* _Short exercise_:
Render every line of the items below as a Markdown table with two columns, Row and Line, numbering the rows in order and leaving out blank lines.

==========

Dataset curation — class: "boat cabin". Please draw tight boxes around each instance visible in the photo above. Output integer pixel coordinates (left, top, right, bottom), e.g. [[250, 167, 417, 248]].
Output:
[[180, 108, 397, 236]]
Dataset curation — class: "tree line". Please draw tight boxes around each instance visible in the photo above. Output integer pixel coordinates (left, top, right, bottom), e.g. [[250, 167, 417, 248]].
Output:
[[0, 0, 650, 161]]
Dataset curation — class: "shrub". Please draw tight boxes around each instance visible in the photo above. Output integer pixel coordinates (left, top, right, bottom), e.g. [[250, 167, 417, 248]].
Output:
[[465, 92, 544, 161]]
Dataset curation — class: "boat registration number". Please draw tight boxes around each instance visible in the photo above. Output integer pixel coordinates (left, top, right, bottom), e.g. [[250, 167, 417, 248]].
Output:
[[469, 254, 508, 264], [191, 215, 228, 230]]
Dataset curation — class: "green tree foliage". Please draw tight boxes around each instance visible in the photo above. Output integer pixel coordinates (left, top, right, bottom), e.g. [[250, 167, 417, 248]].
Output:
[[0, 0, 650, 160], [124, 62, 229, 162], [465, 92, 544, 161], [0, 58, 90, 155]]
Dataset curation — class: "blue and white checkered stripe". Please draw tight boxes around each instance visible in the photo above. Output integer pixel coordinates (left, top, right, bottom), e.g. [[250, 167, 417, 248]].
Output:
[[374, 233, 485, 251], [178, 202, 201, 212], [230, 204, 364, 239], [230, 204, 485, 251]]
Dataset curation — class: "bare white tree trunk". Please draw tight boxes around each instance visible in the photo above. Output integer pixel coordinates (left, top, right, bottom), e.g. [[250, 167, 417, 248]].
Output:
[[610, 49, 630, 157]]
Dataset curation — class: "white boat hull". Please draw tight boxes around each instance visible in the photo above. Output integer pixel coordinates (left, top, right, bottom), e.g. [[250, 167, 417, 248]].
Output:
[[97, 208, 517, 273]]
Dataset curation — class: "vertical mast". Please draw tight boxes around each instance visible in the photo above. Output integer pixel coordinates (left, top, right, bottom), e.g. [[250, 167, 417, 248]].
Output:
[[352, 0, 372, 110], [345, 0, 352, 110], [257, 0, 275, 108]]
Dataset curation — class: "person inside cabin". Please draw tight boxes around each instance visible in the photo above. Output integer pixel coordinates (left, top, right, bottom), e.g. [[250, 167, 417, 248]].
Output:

==========

* _The answer_:
| Row | Line |
|---|---|
| 1 | Dataset curation — class: "boat cabin". Please draw tight boxes around each instance visible in the photo above. Output integer pixel coordinates (left, top, right, bottom), e.g. [[250, 167, 417, 248]]. |
| 2 | Output: |
| 3 | [[180, 108, 397, 236]] |
| 4 | Dataset curation — class: "tree line". Please draw tight boxes around each instance visible in the photo above. Output integer pixel coordinates (left, top, right, bottom), e.g. [[250, 167, 417, 248]]. |
| 5 | Output: |
| 6 | [[0, 0, 650, 161]] |
| 7 | Dataset curation — class: "shrub". Please draw tight boxes around each instance visible in the photo above. Output integer pixel coordinates (left, top, right, bottom), e.g. [[250, 167, 417, 248]]. |
| 8 | Output: |
| 9 | [[465, 92, 544, 161]] |
| 10 | Dataset curation — class: "boat registration number". Please draw tight boxes around each instance visible in the photo above. Output integer pixel coordinates (left, top, right, bottom), e.g. [[250, 167, 417, 248]]. |
| 11 | Output: |
| 12 | [[469, 254, 508, 264], [191, 215, 228, 230]] |
| 13 | Dataset curation — class: "green tree foliage". Please draw tight boxes around each instance visible in the photo above. Output integer pixel coordinates (left, top, right, bottom), e.g. [[250, 167, 417, 248]]. |
| 14 | Output: |
| 15 | [[0, 0, 650, 160], [124, 62, 229, 162], [465, 92, 544, 161], [0, 58, 90, 155]] |
| 16 | Dataset curation — class: "blue and white checkered stripe". Please draw tight boxes around each instance visible in the photo above. Output integer pixel coordinates (left, top, right, bottom), e.g. [[250, 167, 417, 248]]. |
| 17 | Output: |
| 18 | [[374, 233, 485, 251], [178, 202, 201, 212], [230, 204, 364, 239], [230, 204, 485, 251]] |
| 19 | Dataset curation — class: "bare white tree trunk". Please draw tight boxes around each instance visible in the photo above. Output integer pixel coordinates (left, top, right, bottom), e.g. [[250, 167, 417, 248]]. |
| 20 | Output: |
| 21 | [[610, 49, 630, 157]] |
| 22 | Dataset curation — class: "white boat hull". Please draw tight boxes around each instance visible in the photo above. Output integer pixel coordinates (left, top, right, bottom), e.g. [[250, 167, 417, 248]]. |
| 23 | Output: |
| 24 | [[97, 208, 517, 273]] |
| 25 | Dataset curation — class: "vertical mast". Please draw tight boxes around each instance visible in the photo above. Output integer pixel coordinates (left, top, right, bottom), e.g. [[250, 167, 417, 248]]. |
| 26 | Output: |
| 27 | [[352, 0, 372, 110], [345, 0, 352, 110], [257, 0, 275, 108]] |
| 28 | Dataset curation — class: "person inside cabin". Please draw tight boxes around each instance visible in the photo above. Output integer pixel coordinates (left, top, right, bottom), e.g. [[250, 167, 417, 248]]. |
| 29 | Output: |